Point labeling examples
● ● ● ● ● ● ●

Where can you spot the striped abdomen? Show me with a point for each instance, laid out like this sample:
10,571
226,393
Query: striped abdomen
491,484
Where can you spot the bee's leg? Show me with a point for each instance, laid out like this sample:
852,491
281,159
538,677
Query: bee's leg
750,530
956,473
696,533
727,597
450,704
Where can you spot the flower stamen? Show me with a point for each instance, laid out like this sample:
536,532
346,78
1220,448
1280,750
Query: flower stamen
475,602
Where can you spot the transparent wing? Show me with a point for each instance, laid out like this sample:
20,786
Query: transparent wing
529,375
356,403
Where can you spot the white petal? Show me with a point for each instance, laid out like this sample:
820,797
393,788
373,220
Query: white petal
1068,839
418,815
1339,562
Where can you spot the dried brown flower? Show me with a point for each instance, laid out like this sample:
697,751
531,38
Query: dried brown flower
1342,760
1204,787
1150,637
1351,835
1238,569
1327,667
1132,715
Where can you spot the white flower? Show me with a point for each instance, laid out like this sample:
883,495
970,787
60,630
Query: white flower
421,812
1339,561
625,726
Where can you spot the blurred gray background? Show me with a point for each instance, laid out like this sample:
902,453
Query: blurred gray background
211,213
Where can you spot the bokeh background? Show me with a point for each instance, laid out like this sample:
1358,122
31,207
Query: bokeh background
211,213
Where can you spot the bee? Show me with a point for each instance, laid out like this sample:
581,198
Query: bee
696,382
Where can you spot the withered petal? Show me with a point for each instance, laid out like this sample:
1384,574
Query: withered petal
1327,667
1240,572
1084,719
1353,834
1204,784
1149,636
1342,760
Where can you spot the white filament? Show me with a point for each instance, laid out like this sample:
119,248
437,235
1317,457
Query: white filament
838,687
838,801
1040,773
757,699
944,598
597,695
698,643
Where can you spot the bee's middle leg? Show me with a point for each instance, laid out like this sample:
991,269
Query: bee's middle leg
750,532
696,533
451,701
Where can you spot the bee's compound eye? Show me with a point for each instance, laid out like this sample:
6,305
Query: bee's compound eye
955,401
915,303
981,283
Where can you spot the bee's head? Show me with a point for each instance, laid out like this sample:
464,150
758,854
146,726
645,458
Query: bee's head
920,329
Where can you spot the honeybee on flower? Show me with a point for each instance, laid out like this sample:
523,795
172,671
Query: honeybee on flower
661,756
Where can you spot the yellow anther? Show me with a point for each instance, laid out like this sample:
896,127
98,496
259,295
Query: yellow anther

● ● ● ● ● ● ●

## To do
Can you switch "Where can you spot" to "Where do you see" in every one of the rows above and write them all out again, leaving everything else as it was?

## Full solution
Where do you see the striped abdomen? Show me with a point for each instance, laid out like this sample:
10,571
226,393
Query: striped abdomen
491,484
Where do you see the bee's leg? Show me with a point for each instance, laid out like this sample:
852,491
281,159
538,677
Query: bee's leg
750,530
956,473
696,533
727,597
450,704
Where do you see the flower stamen? Show me with a point for each instance, laid out like this sample:
536,532
346,78
1220,448
1280,750
Query: flower stamen
475,602
Where do you see the transparent wing? Show me with a point for each instance, laid out like this sample:
20,786
Query: transparent wing
529,375
356,403
Where do you see the white petal? Show me with a point for each instance, laid out like this sample:
820,797
393,788
373,220
Query: white petal
1068,839
418,815
1339,562
Where do you see the dried brown flower? Show me with a point for each instance, laid out like this sample:
697,751
531,38
Query: dried brown flower
1342,760
1204,787
1150,637
1351,835
1238,569
1327,667
1132,715
Where do you see the white flower? Show me with a point for each instance, laid out like this sample:
883,495
970,787
60,630
Query: white flower
421,812
1339,561
625,726
Where do you see the blurred gray background? Show me with a point for each instance, laid out like this sample:
902,453
Query: blurred gray background
211,213
Where do you see the bokeh background? Show me with a point for each instance, laid out like this sample:
1358,122
31,207
Query: bokeh background
211,213
Where do you see the bee? Show me with a point for each instance, laid out like this sample:
581,198
Query: bee
696,382
Where do you see the withered petal? Show me with a point for each instance, laid out like this sample:
1384,574
Query: withered petal
1327,667
1240,572
1084,719
1353,834
1204,784
1149,636
1342,760
Where do you see the white filament? Show me with a point for each instance, laid out like this sample:
119,248
437,235
1317,457
Query: white filament
838,687
838,801
1040,773
757,699
944,598
597,695
698,643
Where do you see the bee's middle leg? Show me with a point for each instance, laid out like this sample:
991,269
Query: bee's middle leg
750,532
696,533
451,701
Where do you see the bee's compound eye? Show me with a point for each instance, laid out like this sample:
6,305
Query: bee's compound eye
955,401
915,303
981,283
Where do you see the bee's head? Show me with a point for each instance, laid out like this sample:
464,150
758,854
146,726
645,458
Query: bee's head
920,329
Where do you see the honeybee on flower? Show me with a point for each instance, laid out like this sample:
523,795
172,671
Query: honeybee on flower
661,756
Where do you see the yellow anther? Show me with a point for each instance, laid out like this sample:
896,127
98,496
259,295
Query: yellow anther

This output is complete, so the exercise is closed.